== Records to use

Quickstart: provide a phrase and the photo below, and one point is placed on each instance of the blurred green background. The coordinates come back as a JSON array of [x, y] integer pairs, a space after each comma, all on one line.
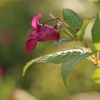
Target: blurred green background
[[42, 80]]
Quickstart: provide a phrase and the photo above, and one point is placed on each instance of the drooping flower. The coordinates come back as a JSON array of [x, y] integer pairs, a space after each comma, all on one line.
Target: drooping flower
[[41, 33], [1, 71]]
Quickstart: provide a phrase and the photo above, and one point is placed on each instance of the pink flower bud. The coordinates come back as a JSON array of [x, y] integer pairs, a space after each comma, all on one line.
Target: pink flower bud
[[41, 33], [1, 71]]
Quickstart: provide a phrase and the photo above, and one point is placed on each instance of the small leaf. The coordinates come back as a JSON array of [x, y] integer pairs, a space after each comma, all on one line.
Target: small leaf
[[81, 32], [69, 64], [96, 33], [67, 39], [96, 76], [73, 20], [58, 57]]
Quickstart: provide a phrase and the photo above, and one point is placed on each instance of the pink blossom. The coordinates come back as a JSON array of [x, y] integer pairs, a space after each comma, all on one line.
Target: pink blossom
[[41, 33], [1, 71]]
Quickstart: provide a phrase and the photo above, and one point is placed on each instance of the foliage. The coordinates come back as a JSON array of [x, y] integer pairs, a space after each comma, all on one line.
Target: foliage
[[71, 57]]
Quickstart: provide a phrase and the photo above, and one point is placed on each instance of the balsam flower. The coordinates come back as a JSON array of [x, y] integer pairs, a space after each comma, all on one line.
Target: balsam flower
[[41, 33]]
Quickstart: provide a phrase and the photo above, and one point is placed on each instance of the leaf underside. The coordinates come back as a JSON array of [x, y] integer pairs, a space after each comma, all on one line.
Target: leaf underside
[[81, 32], [58, 57], [73, 20], [96, 33]]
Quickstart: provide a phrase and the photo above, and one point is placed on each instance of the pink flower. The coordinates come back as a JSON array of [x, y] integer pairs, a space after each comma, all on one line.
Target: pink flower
[[41, 33], [1, 71]]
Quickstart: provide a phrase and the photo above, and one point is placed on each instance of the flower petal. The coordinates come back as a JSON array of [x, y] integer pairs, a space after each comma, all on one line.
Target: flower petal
[[31, 43], [35, 23]]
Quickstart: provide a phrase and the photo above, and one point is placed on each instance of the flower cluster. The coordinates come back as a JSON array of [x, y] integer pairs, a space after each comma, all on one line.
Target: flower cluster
[[41, 33]]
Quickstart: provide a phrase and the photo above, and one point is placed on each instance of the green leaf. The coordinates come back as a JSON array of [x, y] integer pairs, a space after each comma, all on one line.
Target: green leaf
[[69, 64], [58, 57], [67, 39], [96, 33], [81, 32], [96, 76], [73, 20]]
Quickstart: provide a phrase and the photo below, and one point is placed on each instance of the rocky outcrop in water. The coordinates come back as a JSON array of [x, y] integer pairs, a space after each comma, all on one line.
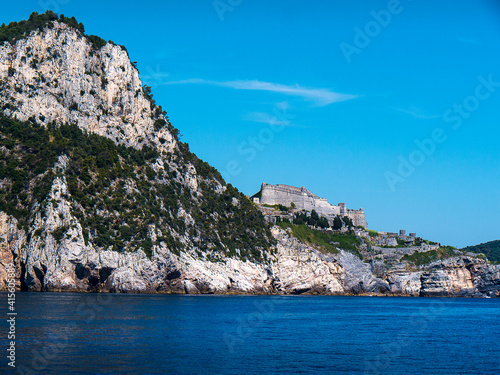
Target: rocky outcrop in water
[[148, 216]]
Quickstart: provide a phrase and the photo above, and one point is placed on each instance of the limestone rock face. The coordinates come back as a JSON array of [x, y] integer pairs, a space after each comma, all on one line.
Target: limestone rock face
[[55, 75], [299, 268], [405, 283], [448, 278]]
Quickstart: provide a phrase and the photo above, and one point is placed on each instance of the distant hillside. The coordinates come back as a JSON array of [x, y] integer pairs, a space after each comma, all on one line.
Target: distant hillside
[[490, 249]]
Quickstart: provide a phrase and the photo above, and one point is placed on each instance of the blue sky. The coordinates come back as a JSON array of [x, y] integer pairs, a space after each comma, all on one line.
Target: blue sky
[[390, 106]]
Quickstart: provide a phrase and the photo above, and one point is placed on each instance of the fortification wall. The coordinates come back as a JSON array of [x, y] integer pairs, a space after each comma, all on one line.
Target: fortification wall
[[301, 197], [357, 217], [305, 200]]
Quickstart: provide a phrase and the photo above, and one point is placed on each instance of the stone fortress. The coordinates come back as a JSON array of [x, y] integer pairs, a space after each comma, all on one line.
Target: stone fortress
[[303, 199]]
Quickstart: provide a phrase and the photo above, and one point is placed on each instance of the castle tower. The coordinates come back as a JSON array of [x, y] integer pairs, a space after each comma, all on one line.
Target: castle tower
[[343, 209]]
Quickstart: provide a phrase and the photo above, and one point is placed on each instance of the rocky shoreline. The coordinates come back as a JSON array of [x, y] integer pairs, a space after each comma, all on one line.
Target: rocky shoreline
[[293, 269]]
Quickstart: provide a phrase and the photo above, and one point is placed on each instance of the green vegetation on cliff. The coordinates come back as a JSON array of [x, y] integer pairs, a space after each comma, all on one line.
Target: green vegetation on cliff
[[326, 241], [491, 249], [18, 30], [422, 258], [118, 196]]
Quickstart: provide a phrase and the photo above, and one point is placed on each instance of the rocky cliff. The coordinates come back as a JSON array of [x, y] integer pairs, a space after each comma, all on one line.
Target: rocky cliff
[[99, 194]]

====

— To do —
Where a line above contains the string "below", copy that line.

— Exercise output —
Quickstart: provide a phrase and the photo below, and one point is placed on each instance of the blurred green background. The coordinates come back as a JSON array of [x, y] integer pairs, a space after each comma, all on one line.
Quickstart: provide a phrase and the photo below, and one point is placed on each instance of the rocky outcrop in water. The coordinates come back as a JSON array of [x, y] integer pairs, a space after each comma, all on one line.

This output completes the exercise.